» Exercise brief: Edit the listing below so that every "one marker each" becomes "a single dot", leaving every other part unchanged.

» Data to use:
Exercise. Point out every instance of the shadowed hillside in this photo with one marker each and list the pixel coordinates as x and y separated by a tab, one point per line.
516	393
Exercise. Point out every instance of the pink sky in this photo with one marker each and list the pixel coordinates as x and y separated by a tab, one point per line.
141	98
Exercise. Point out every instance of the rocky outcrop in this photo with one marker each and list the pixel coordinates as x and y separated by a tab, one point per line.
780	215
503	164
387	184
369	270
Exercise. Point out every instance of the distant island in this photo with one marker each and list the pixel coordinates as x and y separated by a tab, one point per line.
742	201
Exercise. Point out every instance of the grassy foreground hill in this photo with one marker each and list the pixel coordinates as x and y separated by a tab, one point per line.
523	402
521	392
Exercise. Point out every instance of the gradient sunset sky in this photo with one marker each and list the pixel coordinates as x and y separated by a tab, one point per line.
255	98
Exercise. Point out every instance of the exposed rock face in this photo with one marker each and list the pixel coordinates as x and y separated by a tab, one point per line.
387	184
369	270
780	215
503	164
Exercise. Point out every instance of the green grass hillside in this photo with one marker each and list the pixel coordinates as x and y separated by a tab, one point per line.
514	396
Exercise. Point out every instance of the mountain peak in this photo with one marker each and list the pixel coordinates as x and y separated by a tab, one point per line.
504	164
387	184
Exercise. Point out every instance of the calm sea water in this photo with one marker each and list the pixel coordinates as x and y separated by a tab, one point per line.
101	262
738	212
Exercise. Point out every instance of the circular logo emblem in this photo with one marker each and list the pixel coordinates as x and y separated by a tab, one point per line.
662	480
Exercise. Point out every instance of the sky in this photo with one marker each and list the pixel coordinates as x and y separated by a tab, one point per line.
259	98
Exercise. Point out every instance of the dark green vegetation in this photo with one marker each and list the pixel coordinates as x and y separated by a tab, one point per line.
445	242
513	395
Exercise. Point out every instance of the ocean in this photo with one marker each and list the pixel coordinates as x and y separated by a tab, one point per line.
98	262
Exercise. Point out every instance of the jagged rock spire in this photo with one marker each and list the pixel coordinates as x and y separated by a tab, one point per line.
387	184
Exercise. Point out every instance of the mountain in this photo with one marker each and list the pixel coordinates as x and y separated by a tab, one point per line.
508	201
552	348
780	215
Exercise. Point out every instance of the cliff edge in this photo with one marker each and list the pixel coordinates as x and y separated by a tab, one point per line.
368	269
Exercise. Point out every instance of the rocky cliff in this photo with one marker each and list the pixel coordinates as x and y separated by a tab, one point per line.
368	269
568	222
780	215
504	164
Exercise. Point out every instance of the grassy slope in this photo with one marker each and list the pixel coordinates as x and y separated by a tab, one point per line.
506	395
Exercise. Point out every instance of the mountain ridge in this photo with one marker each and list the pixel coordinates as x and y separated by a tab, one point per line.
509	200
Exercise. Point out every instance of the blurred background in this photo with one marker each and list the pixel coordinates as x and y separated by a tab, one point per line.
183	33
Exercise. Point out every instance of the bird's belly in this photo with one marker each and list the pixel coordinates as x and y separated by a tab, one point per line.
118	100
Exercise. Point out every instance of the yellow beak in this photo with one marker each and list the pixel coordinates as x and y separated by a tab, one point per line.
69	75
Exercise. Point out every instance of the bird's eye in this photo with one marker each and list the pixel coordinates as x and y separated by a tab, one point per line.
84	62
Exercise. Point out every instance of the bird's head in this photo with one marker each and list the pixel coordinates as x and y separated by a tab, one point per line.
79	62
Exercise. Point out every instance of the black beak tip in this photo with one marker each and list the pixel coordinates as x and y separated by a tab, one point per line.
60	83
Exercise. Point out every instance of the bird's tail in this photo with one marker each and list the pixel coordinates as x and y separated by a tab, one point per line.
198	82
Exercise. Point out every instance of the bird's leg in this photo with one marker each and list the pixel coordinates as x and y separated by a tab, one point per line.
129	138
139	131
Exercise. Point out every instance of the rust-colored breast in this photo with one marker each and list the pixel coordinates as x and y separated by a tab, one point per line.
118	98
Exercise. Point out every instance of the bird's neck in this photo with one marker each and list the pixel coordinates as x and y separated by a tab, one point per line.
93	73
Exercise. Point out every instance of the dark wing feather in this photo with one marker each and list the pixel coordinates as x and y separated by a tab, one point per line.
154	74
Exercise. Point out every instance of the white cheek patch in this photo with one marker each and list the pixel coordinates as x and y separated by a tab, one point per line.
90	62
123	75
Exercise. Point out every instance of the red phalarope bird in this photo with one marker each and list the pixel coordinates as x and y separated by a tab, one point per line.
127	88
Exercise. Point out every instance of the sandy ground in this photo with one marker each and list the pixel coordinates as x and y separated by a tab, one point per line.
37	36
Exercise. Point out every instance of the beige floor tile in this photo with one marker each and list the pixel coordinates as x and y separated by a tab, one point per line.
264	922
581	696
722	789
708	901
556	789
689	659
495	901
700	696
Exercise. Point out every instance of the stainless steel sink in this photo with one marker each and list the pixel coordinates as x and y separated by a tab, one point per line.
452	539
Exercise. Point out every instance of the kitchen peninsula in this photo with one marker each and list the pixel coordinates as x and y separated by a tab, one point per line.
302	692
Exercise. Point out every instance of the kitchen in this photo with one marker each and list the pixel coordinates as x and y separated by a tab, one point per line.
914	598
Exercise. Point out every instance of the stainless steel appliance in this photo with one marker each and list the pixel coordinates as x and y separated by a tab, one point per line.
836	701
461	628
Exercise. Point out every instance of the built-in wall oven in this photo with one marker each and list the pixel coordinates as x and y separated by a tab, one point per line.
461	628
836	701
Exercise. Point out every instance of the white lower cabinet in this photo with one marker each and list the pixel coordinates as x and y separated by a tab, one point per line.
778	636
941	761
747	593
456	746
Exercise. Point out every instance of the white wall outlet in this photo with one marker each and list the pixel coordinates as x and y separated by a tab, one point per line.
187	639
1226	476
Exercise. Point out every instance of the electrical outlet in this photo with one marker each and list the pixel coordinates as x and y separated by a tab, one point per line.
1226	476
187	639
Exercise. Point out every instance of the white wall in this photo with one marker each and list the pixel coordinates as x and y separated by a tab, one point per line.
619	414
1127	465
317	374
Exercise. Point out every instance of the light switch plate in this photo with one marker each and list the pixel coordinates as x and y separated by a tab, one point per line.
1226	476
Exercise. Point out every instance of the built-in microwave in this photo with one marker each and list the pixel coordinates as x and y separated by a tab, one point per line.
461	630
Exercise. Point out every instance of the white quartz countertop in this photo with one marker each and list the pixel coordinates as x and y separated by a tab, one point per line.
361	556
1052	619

» Written solution:
Exercise. Point out every instance of the shadowed hillside in this photo with a single dot and list the pixel coordinates as x and y separated by a tab, one point per line.
516	393
Exercise. Point out every instance of the pink sky in this photo with a single dot and list the pixel coordinates as x and y separated by a tab, one point per line.
141	98
Exercise. Point out every instance of the rocky outcrop in this photo with a single dot and list the pixel coordinates as x and y separated by a tab, one point per line.
780	215
503	164
387	184
369	270
Exercise. Point out every instance of the distant island in this photo with a single dot and list the pixel coordinates as x and y separated by a tab, one point per line.
742	201
Exercise. Point out every instance of the grassy foreground hill in this photo with a single dot and list the pixel coordinates as x and y separated by a tab, one point per line.
523	402
521	392
Exercise. Point out every instance of the gradient sunset sky in this photo with a single dot and list the pixel coordinates as x and y separated by a tab, one point per line.
255	98
Exercise. Point out every instance of the exposed rock face in this photo with a single dot and list the pixel coordinates as x and y separated by a tab, one point per line.
387	184
369	270
780	215
503	164
Exercise. Point out every instance of the green grass hillside in this photo with a single dot and list the pixel coordinates as x and y separated by a tab, one point per line.
514	396
Exercise. Point out every instance of the mountain peak in this photo with a single dot and list the pixel coordinates as x and y separated by a tab, one point per line.
504	164
387	184
Exercise. Point out every instance of the calm sea water in this photo with a single dot and list the pixel coordinates as x and y separated by a tab, one point per line.
101	262
738	212
Exercise. Point out every instance of the circular logo emblem in this photo with a single dot and list the pixel coordinates as x and y separated by a tab, one point per line.
662	480
Exercise. Point out every instance of the sky in this photo with a single dot and list the pixel coordinates as x and y separated by a tab, one point per line.
259	98
Exercise. Point out every instance of the dark green vegetation in this photo with a single dot and list the pixel coordinates as x and y separated by a tab, one point per line.
445	242
513	395
Exercise. Point out every instance of the ocean in this photo with a single dot and list the pixel coordinates as x and y separated by a tab, one point per line.
98	262
Exercise. Point out every instance of the jagged rock spire in this photo with a single dot and list the pixel coordinates as x and y separated by a tab, one point per line.
387	184
Exercise. Point out every instance of the mountain in this photo with a single dot and list the pixel coordinates as x and y separated by a tab, one point per line.
508	201
552	348
780	215
Exercise. Point out every instance of the cliff edge in this photo with a single dot and list the pixel coordinates as x and y separated by a tab, one point per line.
368	269
Exercise. Point out every instance of the rocky cliff in this photo with a single dot and list the pixel coordinates as x and y separated by a tab, one point per line.
368	269
568	222
780	215
504	164
Exercise. Point out every instance of the grassy slope in this photo with a single dot and list the pixel coordinates as x and y separated by a tab, one point per line.
506	395
Exercise. Point out every instance of the mountain ridge in this photo with a single dot and list the pixel coordinates as x and y separated by a tab, one point per line.
509	200
Exercise. Point out every instance of the blurred background in this photo with a single dot and list the pixel coordinates as x and y separated by a tab, one point per line.
183	33
Exercise. Point out every instance of the bird's belly in this photo with a single dot and list the pixel coordinates as x and y separated by a tab, one point per line.
118	100
Exercise. Point out every instance of the yellow beak in this photo with a single dot and list the pixel coordinates as x and y separated by a tab, one point per line.
69	75
Exercise. Point out every instance of the bird's eye in this photo with a single dot and list the pixel coordinates as x and y separated by a tab, one point per line.
84	62
Exercise. Point out every instance of the bird's head in this photo with a single dot and list the pixel coordinates as x and y separated by a tab, one point per line.
79	62
Exercise. Point out every instance of the black beak tip in this photo with a single dot and list the pixel coordinates as x and y separated by a tab, one point per line.
60	83
Exercise. Point out every instance of the bird's tail in this photo with a single dot and list the pixel coordinates as x and y separated by a tab, one point per line.
198	82
Exercise. Point out every instance of the bird's leg in this photo with a single dot and list the pixel coordinates as x and y separated by a tab, one point per line.
129	138
139	131
Exercise. Point out every instance of the rust-colored breast in this photo with a single dot and list the pixel coordinates as x and y separated by a tab, one point per line.
118	98
Exercise. Point out every instance of the bird's neck in this photo with a single dot and list the pixel coordinates as x and y separated by a tab, one point per line.
93	73
Exercise. Point out every instance of the dark wing feather in this photo with a single dot and list the pixel coordinates as x and y separated by a tab, one point per line.
154	74
Exercise. Point out every instance of the white cheek patch in this photo with a single dot and list the pixel coordinates as x and y separated by a tab, one point per line.
90	62
123	75
Exercise. Point out every instance of the red phalarope bird in this photo with a single dot and list the pixel coordinates as x and y separated by a tab, one point per line.
127	88
Exercise. Point out every instance of the sandy ground in this photo with a single dot and list the pixel coordinates as x and y separated by a tab, one point per line.
37	36
Exercise. Point out every instance of the beige floor tile in this photo with a single dot and list the pixel coordinates as x and y separated by a tab, one point per line.
264	922
581	696
722	789
708	901
556	789
689	659
495	901
700	696
Exercise. Point out every instance of the stainless steel sink in this photo with a single dot and list the pixel coordinates as x and y separated by a tab, one point per line.
452	539
Exercise. Point out every instance of the kitchen peninsula in this photo with a single dot and list the pixel coordinates as x and y separated by a tab, one point per line.
302	692
Exercise. Point out every instance of the kitchen in this photo with a single dot and list the pixel coordinates as x and y separated by a tab, one point per line.
914	598
Exercise. Point out every instance of the stainless steel appliance in this photo with a single dot and list the pixel coordinates as x and y separated by a tab, one point per line.
836	701
461	628
Exercise. Point out every instance of the built-in wall oven in this photo with a single dot and list the pixel coordinates as x and y separated by a tab, one point per line.
461	628
836	701
Exercise. Point out every instance of the white lower cabinet in this photo with a single dot and list the pixel coordinates as x and y separated by a tab, one point per line.
778	636
941	761
747	593
456	746
Exercise. Point out every instance of the white wall outlet in this photo with a single dot and list the pixel coordinates as x and y separated by a tab, one point per line.
187	639
1226	476
Exercise. Point out every instance of the electrical outlet in this photo with a single dot and list the pixel coordinates as x and y separated by a tab, one point per line.
1226	476
187	639
Exercise. Point out every instance of the white wall in this photo with a single dot and list the pixel coordinates as x and y separated by a tab, one point per line.
619	414
1127	465
317	374
Exercise. Point out every instance of the light switch plate in this photo with a single dot and list the pixel coordinates as x and y separated by a tab, one point per line.
1226	476
Exercise. Point out every instance of the built-in microwave in this photo with a single dot and list the pixel coordinates as x and y separated by a tab, one point per line.
461	630
Exercise. Point out every instance of the white quartz countertop in this photo with a single dot and list the pixel coordinates as x and y separated by a tab, one point per line.
361	556
1052	619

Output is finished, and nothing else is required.